● **EXCERPT PROVIDED**:
•••••

Click on photos to enlarge.

Friday, October 12, 2012

Heroic Landscapes

The Old Oak, ca. 1870, Jules Dupre of the Barbizon school, painted en plein air.
Today, as perhaps never before, landscape painting is claimed to be owned by the "en plein air" painters. Even at the height of the Impressionist era, or before that with the Barbizon painters (above), I doubt there was any such a volume of painting being done on location as there is today. And in large part, the legions of artists painting out-of-doors today have reinvigorated what had become a rather tired, unappreciated area of art during most of the 20th century. Once Impressionism began to fade in the earliest years of the century, it was as if artists had better things to do, as if they had mined the mother lode of nature to the point of insignificant returns. Indeed, as Modern art turned more and more inward, or became interested only with the inward trappings of the human condition, the landscape came to be seen as largely irrelevant.

Marina Grande, 2010, 2011, Jim Lane, palette knife painting from photo, Capri.

•••••

● **THE REQUEST**: Carry on the blog post about landscape painting from the point where it ends, before the listing below.

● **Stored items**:

•••••

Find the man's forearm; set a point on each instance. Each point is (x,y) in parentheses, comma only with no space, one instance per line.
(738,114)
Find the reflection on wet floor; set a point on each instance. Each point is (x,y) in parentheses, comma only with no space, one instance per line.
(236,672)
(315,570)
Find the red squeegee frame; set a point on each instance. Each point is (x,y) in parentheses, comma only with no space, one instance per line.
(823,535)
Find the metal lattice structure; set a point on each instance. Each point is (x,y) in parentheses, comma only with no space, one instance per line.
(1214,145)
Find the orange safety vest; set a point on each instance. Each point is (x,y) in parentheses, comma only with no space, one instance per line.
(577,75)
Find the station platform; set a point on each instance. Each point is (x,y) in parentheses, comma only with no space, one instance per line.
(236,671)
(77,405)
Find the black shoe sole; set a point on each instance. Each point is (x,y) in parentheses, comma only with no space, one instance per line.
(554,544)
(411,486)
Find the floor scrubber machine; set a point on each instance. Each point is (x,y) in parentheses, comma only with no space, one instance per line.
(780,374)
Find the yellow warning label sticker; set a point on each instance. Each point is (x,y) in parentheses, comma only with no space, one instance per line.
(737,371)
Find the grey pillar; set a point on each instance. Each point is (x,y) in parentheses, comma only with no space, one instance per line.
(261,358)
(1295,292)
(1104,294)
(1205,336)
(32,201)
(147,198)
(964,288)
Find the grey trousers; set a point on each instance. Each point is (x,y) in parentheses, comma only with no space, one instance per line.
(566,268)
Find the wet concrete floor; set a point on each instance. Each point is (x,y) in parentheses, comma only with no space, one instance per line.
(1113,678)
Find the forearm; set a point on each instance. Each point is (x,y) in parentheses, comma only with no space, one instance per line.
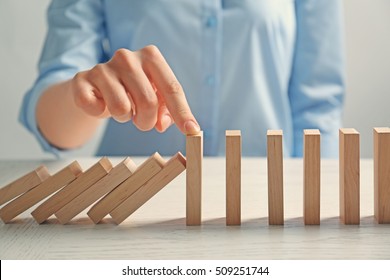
(60,121)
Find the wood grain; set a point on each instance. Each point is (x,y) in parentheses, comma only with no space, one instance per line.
(142,174)
(23,184)
(43,190)
(233,177)
(194,155)
(349,174)
(117,175)
(171,170)
(71,191)
(312,176)
(275,177)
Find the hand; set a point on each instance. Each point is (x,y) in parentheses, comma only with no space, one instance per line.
(136,85)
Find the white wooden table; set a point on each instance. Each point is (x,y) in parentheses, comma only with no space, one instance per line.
(158,231)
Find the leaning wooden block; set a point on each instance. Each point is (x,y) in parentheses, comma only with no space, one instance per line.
(349,176)
(142,174)
(43,190)
(23,184)
(382,174)
(312,176)
(116,176)
(71,191)
(194,154)
(233,177)
(275,177)
(171,170)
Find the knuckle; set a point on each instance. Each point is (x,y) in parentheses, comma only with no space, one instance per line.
(122,54)
(151,52)
(120,108)
(174,88)
(81,99)
(125,59)
(97,72)
(148,103)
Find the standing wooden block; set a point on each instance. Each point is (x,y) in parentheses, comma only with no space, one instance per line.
(275,177)
(382,174)
(312,176)
(171,170)
(71,191)
(142,174)
(349,176)
(43,190)
(233,177)
(23,184)
(116,176)
(194,155)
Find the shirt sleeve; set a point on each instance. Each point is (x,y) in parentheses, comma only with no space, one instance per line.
(316,88)
(74,42)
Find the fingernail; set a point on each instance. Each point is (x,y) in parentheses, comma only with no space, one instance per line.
(166,121)
(191,127)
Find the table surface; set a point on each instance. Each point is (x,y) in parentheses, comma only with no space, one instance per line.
(157,230)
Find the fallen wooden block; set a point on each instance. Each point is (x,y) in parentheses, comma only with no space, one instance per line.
(23,184)
(275,177)
(43,190)
(115,177)
(142,174)
(194,154)
(349,175)
(382,174)
(71,191)
(312,176)
(171,170)
(233,177)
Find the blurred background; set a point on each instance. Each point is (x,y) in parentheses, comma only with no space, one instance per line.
(367,31)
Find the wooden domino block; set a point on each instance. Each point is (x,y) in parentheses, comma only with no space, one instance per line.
(349,176)
(43,190)
(233,177)
(116,176)
(142,174)
(171,170)
(23,184)
(275,177)
(71,191)
(194,155)
(312,176)
(382,174)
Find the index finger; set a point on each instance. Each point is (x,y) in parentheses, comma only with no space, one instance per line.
(170,89)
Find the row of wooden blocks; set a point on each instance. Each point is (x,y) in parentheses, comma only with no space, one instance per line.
(124,188)
(121,189)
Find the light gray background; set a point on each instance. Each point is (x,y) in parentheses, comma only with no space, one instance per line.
(367,29)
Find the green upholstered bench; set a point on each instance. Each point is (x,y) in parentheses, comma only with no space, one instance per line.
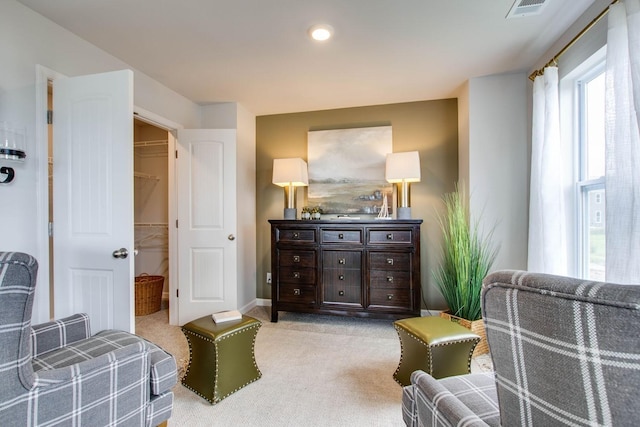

•••••

● **THE RESPONSE**:
Yet past centuries of painters were often quite expressive of what has been termed "the human predicament" through the art of landscape painting. Today, we often think of landscapes painted from photographs as being the exact opposite of in plein air landscapes. Actually, that's not the case. Though purists would argue this point to death, a landscape painted by a competent artist from a photo is virtually indistinguishable from one painted by the same artist outdoors. No, the exact opposite of the in plein air landscape would, instead, be what art historians call the "heroic landscape."

View of the Ancient Town of Agrigento, 1787, Pierre-Henri Valenciennes
The French landscape painter Pierre-Henri Valenciennes explained it like this. He urged landscape painters to first read the classics, absorbing and meditating upon the words of the great poets before then closing their eyes and imagining an ideal scene of natural beauty. Then they should observe nature and be disappointed by its haphazard, randomness, its imperfections, its limitations, its meanness, and ugliness. Whereupon they should return to their studios and paint upon their canvases the inner beauty of their visions, freeing themselves from the minute truths they may have observed in favor of greater, universal truths evolving from nature. Valenciennes offered his View of the Ancient Town of Agrigento (above), painted in 1787, as an example of such artistic idealism.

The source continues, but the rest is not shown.